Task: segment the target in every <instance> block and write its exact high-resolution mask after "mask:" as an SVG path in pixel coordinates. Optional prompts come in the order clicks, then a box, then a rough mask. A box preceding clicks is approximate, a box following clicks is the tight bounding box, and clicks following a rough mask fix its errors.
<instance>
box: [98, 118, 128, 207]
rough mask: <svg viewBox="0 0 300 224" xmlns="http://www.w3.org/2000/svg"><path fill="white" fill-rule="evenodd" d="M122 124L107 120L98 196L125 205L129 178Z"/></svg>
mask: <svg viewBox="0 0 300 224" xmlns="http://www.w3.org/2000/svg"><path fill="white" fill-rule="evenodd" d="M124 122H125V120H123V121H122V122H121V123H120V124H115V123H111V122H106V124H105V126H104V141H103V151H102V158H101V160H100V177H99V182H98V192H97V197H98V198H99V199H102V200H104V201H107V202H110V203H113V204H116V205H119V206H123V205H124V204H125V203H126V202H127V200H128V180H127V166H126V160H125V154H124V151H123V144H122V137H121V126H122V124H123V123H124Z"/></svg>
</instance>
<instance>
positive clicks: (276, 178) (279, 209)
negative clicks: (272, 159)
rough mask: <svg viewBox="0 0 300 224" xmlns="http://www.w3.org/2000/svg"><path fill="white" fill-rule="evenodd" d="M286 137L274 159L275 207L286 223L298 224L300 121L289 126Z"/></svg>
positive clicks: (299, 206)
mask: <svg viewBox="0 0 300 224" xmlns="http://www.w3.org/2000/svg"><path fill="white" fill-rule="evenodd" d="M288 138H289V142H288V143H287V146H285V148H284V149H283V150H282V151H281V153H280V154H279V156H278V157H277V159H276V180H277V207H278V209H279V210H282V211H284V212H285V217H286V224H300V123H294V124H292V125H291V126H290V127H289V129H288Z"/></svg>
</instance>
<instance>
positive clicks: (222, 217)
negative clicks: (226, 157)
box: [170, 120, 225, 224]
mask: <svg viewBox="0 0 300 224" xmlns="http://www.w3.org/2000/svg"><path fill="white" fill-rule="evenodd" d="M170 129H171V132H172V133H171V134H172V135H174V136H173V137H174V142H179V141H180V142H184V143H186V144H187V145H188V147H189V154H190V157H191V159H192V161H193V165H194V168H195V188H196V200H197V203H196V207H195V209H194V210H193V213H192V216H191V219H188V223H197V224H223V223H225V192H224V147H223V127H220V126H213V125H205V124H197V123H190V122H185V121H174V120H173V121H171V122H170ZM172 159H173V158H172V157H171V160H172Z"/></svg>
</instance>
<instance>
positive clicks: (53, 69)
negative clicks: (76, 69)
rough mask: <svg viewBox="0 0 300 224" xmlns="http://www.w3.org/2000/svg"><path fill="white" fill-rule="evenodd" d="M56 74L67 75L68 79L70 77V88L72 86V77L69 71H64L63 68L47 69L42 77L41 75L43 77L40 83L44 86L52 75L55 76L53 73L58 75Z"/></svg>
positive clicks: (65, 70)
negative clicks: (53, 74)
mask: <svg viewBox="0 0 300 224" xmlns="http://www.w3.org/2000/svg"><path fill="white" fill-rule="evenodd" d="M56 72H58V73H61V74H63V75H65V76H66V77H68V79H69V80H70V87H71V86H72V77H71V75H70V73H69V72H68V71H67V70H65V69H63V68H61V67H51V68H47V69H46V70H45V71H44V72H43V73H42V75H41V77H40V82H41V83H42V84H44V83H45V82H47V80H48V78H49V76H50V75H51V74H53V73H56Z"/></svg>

* _Activity_
Only one stretch is wanted, so please give again exactly the lines from the start of the data through the line containing "negative clicks: (226, 157)", both ends included.

* _Final answer_
Task: segment the target in every <instance> block and write its exact high-resolution mask after "mask:" as an SVG path in pixel coordinates. Optional prompts come in the order clicks, then a box, then a rough mask. A box preceding clicks is approximate, a box following clicks is the tight bounding box, and clicks following a rough mask fix its errors.
<instance>
box: [98, 118, 128, 207]
rough mask: <svg viewBox="0 0 300 224" xmlns="http://www.w3.org/2000/svg"><path fill="white" fill-rule="evenodd" d="M122 124L107 120L98 196L125 205L129 178Z"/></svg>
mask: <svg viewBox="0 0 300 224" xmlns="http://www.w3.org/2000/svg"><path fill="white" fill-rule="evenodd" d="M124 122H125V120H123V121H122V122H121V123H120V124H115V123H111V122H106V124H105V126H104V141H103V151H102V158H101V160H100V177H99V182H98V192H97V197H98V198H99V199H102V200H104V201H107V202H110V203H113V204H116V205H119V206H123V205H124V204H125V203H126V202H127V200H128V180H127V166H126V160H125V154H124V151H123V144H122V137H121V126H122V124H123V123H124Z"/></svg>
</instance>
<instance>
positive clicks: (276, 178) (279, 209)
negative clicks: (272, 159)
rough mask: <svg viewBox="0 0 300 224" xmlns="http://www.w3.org/2000/svg"><path fill="white" fill-rule="evenodd" d="M286 137L274 159L275 207L286 223L298 224L300 121L289 126Z"/></svg>
positive clicks: (299, 206)
mask: <svg viewBox="0 0 300 224" xmlns="http://www.w3.org/2000/svg"><path fill="white" fill-rule="evenodd" d="M288 138H289V142H288V143H287V146H285V148H284V149H283V150H282V151H281V153H280V154H279V156H278V157H277V159H276V180H277V207H278V209H279V210H282V211H284V212H285V217H286V224H300V123H294V124H292V125H291V126H290V127H289V129H288Z"/></svg>
</instance>
<instance>
positive clicks: (222, 217)
negative clicks: (226, 157)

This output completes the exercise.